Some 66% of employees picked an HSA-qualifying health plan when given the choice, according to the Plan Sponsor Council of America survey.

However, the best health insurance plan depends on your family’s expected medical expenses for the upcoming year, experts say. Typically, high-deductible plans have lower premiums but more upfront expenses.

HSAs can look like a ‘health 401(K)’

HSAs have three tax benefits. There’s an upfront deduction on contributions, tax-free growth and tax-free withdrawals for qualified medical expenses.

If you invest it wisely, it can look like a health 401(k).

Ted Jenkin

Founder and CEO of oXYGen Financial

“It’s one way to deal with the inflationary cost of health care,” said Jenkin, who is also a member of CNBC’s Financial Advisor Council. “If you invest it wisely, it can look like a health 401(k).” 

A 65-year-old retiring today can expect to spend an average of $165,000 in health and medical expenses through retirement, up nearly 5% from 2023, according to a Fidelity report released in August.

That estimate doesn’t include the cost of long-term care, which can be significantly higher, depending on needs.

Exercise data -

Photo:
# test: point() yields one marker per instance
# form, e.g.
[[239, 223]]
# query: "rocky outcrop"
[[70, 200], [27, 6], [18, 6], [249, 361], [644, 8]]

Check your understanding -
1. Can you sum up the text on health savings accounts in three sentences?
2. Could you continue the text on health savings accounts from the point where it stops?
The records have nothing to do with the text on health savings accounts.

Responses by item number -
1. About 66% of employees chose an HSA-qualifying health plan when given the choice, but experts say the best plan depends on a family's expected medical expenses, since high-deductible plans typically have lower premiums and more upfront costs. HSAs offer three tax benefits (an upfront deduction on contributions, tax-free growth and tax-free withdrawals for qualified medical expenses), and Ted Jenkin says that if invested wisely, an HSA can look like a "health 401(k)" and help with the inflationary cost of health care. According to Fidelity, a 65-year-old retiring today can expect to spend an average of $165,000 on health and medical expenses through retirement, not counting long-term care, which can cost significantly more.

2.
Why employees don’t use HSAs for long-term savings

There are a couple of reasons why most employees aren’t investing their HSA balances, according to Hattie Greenan, director of research and communications for the Plan Sponsor Council of America. 

“I think there’s a lot of confusion about HSAs and [flexible spending accounts],” including how they work and how they’re different,” she said.

While both accounts offer tax benefits, your FSA balance typically must be spent yearly, whereas HSA funds can accumulate for multiple years. Plus, your HSA is portable, meaning you can take the balance when changing jobs. 

However, many employees can’t afford to cover medical costs yearly while their HSA balance grows, Greenan said. “Ultimately, most participants still are using that HSA for current health care expenses.”